Passage given =>
◆ ◆ ◆ ◆ ◆

Re: Equivalence Classes when using IN

Kim Rose Carlsen <krc@xxxxxxxx> · Tue, 10 Oct 2017 06:48:09 +0000

> You would benefit from adding the age column to view_customer, or at

> least consider having some view which contains all the columns you'll

> ever need from those tables and if you need special views with only a

> subset of columns due to some software doing "select * from

> viewname;", then you could just create some. Joining to the same table

> again seems like a bit of a waste of effort for the planner and

> executor.  

I would argue that the anti pattern would be the software that

insist on using "select * from viewname;" from a view that has

calculated columns that you do not care for. I recommend

introducing both lightweight views and heavyweight views, so you

can join up probably for what you need.

My example is fabricated trying to simplify things, but I seem to

create more confusion than clarity in my example. My point was

only to see if anything could be added to the fabricated

execution path. I agree that the listed example does not make

sense. So I will try and give some more context to real use

cases.

Imagine an invoice entity where you have one relation for invoice

base data and a relation for invoice_line. The invoice has some

invoice_id, customer_id, due_date, paid_date and invoice_line

contains each line with a invoice_id, display_name, amount. A

view (view_invoice_with_amount) where you calculate the total.

so a query could be 

SELECT c.customer_id, 

       i.invoice_amount_total

  FROM view_customer c

  JOIN view_invoice_with_amount i

    ON c.customer_id = i.customer_id

 WHERE c.first_name = 'John';

If you ever need to filter by invoice_amount_total, it might be

necesary denormalize the relations and cache the amount in the

invoice table.

> I'd assume customer_id is the PRIMARY KEY of customer and

> is unique.

This is a continuation of the previous example, maybe I should have 

included it all to make it more clear. But customer_id is declared

as a primary key.

◆ ◆ ◆ ◆ ◆

Record extracts =>
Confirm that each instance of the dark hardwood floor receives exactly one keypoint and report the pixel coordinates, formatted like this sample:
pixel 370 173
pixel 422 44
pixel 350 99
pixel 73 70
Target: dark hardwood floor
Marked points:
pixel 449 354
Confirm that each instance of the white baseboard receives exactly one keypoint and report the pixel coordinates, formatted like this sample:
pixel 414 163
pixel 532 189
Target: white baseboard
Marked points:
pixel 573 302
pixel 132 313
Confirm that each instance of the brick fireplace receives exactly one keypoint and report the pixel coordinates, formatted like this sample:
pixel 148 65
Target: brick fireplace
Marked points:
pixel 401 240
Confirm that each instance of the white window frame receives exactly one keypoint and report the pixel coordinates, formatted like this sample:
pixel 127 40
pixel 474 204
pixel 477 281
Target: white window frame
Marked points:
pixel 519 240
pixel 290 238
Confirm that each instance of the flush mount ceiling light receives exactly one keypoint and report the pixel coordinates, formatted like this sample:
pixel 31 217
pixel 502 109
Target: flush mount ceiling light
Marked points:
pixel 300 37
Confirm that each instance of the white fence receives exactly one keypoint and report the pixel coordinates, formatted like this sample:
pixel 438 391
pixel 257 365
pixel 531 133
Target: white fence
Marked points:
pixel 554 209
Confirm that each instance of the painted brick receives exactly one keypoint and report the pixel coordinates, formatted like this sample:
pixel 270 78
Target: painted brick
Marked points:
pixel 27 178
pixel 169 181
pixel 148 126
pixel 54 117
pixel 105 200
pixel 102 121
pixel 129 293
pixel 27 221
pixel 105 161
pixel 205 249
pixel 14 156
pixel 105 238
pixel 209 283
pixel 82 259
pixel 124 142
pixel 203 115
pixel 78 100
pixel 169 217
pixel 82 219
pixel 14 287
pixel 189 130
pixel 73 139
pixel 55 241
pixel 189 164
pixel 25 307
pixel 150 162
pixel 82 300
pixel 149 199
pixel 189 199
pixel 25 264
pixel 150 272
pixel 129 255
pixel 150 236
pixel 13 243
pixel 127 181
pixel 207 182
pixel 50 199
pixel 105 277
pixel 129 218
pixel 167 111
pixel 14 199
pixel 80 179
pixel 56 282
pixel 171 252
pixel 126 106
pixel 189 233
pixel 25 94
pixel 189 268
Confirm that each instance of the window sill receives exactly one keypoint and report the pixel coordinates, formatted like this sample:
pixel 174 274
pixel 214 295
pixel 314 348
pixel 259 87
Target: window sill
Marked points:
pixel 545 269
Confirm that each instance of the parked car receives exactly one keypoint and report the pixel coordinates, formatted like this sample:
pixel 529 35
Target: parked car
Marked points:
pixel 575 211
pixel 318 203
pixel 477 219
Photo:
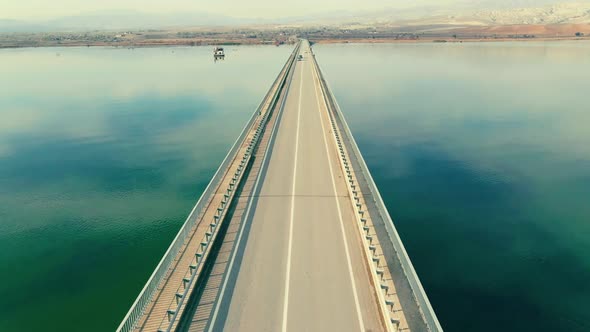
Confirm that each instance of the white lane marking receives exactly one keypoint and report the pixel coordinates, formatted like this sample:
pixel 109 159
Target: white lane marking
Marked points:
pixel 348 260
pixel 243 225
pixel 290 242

◆ ◆ ◆ ◆ ◆

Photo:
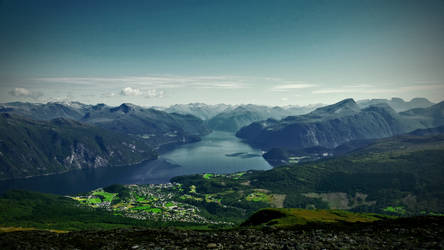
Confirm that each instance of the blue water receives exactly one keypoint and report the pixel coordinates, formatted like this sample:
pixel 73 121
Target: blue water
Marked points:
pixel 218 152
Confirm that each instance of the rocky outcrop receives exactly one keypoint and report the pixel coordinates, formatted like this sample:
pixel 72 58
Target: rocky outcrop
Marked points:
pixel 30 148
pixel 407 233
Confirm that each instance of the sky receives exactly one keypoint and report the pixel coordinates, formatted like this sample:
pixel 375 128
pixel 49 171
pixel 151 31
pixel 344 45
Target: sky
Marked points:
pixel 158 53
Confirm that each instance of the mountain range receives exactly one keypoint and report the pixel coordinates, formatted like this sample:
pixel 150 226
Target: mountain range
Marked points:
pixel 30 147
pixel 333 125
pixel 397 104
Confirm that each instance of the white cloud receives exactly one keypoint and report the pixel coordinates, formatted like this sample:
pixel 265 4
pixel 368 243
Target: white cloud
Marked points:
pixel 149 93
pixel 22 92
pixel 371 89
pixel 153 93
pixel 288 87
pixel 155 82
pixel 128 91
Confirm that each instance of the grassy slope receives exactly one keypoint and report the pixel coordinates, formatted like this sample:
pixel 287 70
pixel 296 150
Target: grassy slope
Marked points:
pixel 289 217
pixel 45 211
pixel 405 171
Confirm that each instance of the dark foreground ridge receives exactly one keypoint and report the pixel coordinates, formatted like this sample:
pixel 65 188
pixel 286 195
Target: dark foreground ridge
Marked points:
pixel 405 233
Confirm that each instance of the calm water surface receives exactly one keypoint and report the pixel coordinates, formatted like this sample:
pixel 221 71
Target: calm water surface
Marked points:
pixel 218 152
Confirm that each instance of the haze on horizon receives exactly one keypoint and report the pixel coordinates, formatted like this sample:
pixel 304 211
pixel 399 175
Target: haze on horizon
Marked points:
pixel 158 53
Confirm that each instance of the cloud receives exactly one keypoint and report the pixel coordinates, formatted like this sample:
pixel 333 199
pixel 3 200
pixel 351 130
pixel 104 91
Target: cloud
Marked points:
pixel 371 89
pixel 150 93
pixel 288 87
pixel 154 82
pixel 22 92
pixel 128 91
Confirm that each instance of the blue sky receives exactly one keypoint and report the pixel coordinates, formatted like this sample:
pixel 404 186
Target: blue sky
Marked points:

◆ ◆ ◆ ◆ ◆

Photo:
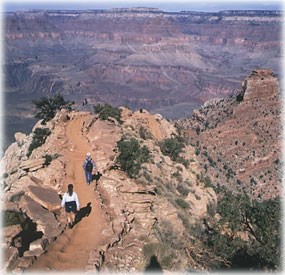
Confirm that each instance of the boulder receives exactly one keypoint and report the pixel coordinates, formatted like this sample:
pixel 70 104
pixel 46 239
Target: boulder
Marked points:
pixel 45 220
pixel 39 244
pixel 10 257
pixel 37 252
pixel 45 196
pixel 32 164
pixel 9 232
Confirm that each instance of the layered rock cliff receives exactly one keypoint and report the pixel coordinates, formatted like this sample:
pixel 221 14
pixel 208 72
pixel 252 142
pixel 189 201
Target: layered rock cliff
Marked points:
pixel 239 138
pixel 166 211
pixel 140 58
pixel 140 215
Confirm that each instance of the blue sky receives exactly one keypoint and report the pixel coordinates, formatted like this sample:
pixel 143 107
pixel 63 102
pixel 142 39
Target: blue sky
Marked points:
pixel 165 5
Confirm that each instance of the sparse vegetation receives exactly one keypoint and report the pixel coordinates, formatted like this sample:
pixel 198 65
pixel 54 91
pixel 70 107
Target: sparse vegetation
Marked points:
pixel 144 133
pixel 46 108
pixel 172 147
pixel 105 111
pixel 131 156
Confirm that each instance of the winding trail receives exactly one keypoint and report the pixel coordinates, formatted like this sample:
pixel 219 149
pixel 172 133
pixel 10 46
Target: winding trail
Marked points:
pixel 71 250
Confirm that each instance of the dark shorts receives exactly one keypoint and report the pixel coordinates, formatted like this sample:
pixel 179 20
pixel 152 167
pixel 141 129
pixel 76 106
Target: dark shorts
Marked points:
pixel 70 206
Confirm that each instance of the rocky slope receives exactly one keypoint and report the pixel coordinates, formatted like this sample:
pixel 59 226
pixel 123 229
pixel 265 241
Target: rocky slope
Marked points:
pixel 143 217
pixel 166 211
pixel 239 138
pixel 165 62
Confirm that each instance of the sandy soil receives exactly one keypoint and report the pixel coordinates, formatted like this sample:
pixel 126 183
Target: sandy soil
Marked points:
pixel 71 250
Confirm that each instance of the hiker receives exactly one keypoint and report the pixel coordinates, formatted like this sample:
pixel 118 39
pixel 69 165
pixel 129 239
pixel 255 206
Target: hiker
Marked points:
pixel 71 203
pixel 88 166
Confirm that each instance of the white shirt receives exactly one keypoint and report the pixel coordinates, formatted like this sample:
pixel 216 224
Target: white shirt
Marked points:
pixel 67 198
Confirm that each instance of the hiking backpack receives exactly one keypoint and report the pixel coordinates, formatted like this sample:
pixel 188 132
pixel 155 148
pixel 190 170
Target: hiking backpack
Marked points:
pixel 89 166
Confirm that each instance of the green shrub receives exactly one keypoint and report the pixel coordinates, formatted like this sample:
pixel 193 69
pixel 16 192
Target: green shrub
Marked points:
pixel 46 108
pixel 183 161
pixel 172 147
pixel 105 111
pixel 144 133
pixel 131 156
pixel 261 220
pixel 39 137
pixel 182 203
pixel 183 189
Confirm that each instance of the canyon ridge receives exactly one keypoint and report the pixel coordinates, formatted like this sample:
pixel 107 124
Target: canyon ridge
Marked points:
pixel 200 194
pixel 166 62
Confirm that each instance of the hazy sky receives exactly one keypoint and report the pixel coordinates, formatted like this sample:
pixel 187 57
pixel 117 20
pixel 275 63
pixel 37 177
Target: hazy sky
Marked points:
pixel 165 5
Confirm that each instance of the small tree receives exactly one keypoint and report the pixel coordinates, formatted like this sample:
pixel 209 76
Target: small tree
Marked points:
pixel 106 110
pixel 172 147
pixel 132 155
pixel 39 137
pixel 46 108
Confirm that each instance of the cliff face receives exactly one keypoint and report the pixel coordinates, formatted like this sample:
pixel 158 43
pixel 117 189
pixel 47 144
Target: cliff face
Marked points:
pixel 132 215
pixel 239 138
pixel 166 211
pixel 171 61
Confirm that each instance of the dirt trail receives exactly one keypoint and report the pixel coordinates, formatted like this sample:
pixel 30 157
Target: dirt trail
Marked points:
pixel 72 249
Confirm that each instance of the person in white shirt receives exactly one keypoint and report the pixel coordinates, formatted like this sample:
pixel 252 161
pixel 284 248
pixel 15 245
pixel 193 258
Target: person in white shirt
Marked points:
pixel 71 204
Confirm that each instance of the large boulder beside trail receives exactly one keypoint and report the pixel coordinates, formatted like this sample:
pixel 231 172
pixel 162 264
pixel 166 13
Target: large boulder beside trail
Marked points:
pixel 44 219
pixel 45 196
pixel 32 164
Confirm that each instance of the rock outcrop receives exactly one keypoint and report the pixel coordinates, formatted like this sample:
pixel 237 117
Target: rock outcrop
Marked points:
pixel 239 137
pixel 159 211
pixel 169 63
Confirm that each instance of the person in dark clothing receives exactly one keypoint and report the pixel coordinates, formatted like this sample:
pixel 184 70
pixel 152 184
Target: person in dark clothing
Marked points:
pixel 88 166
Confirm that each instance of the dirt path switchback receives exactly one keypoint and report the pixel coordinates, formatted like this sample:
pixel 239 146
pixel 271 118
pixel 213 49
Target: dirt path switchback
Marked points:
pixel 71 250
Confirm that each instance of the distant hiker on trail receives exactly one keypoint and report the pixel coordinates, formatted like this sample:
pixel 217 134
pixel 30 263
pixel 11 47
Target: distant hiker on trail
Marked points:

◆ ◆ ◆ ◆ ◆

Challenges =>
(1) Reproduce the equivalence classes post word for word between "invoice_id, customer_id, due_date, paid_date" and "calculate the total.", inclusive.
(2) Resume the equivalence classes post from its last sentence.
The listing was taken from a different source than the equivalence classes post.

Task-by-task results =>
(1)
invoice_id, customer_id, due_date, paid_date and invoice_line

contains each line with a invoice_id, display_name, amount. A

view (view_invoice_with_amount) where you calculate the total.

(2)
> It's not all that clear what your view is doing here. Confusingly

> there's a Sort in the plan, yet nothing in the query asked for that,

> so I guess that the view must have an ORDER BY. If you get rid of that

> the planner would likely use an index on product (customer_id) to

> parameterise the nested loop, at least, it likely would, if you have

> one.

The view is defined in the original post. What I was trying to illustrate

was a DISTINCT ON clause to prioritize multiple products pr customer

to a somewhat "main" product for the customer. The ORDER BY on product_id

would in this case then map the first product a customer gets to its 

"main" product. It could also be the most valuable product or newest ordered

active product etc. It is just some way of mapping one to many relation to a

one to one. Again the example is simplified and fabricated and maybe looses

its power to explain its intents.

> It's pretty bad practice to have ORDER BY in views. I kinda wish we

> didn't even allow it, but that ship sailed many years ago...

It is required by DISTINCT ON and as soon as you go into

reporting, datawarehouse then it gets difficult to avoid these

along with group by. Instead of writing each query from the

ground up you get a huge benefit by factorizing each query into

meaningful entities that can stand alone and make sense by

themself, and from these build up the query to answer your

questions. That way you gain lots of re-use of code and

definition doesn't change between queries. The down side is it

leaves alot of work to the planner. It's a trade off between

optimization, readability and simplicity.

I hope I make more sense now.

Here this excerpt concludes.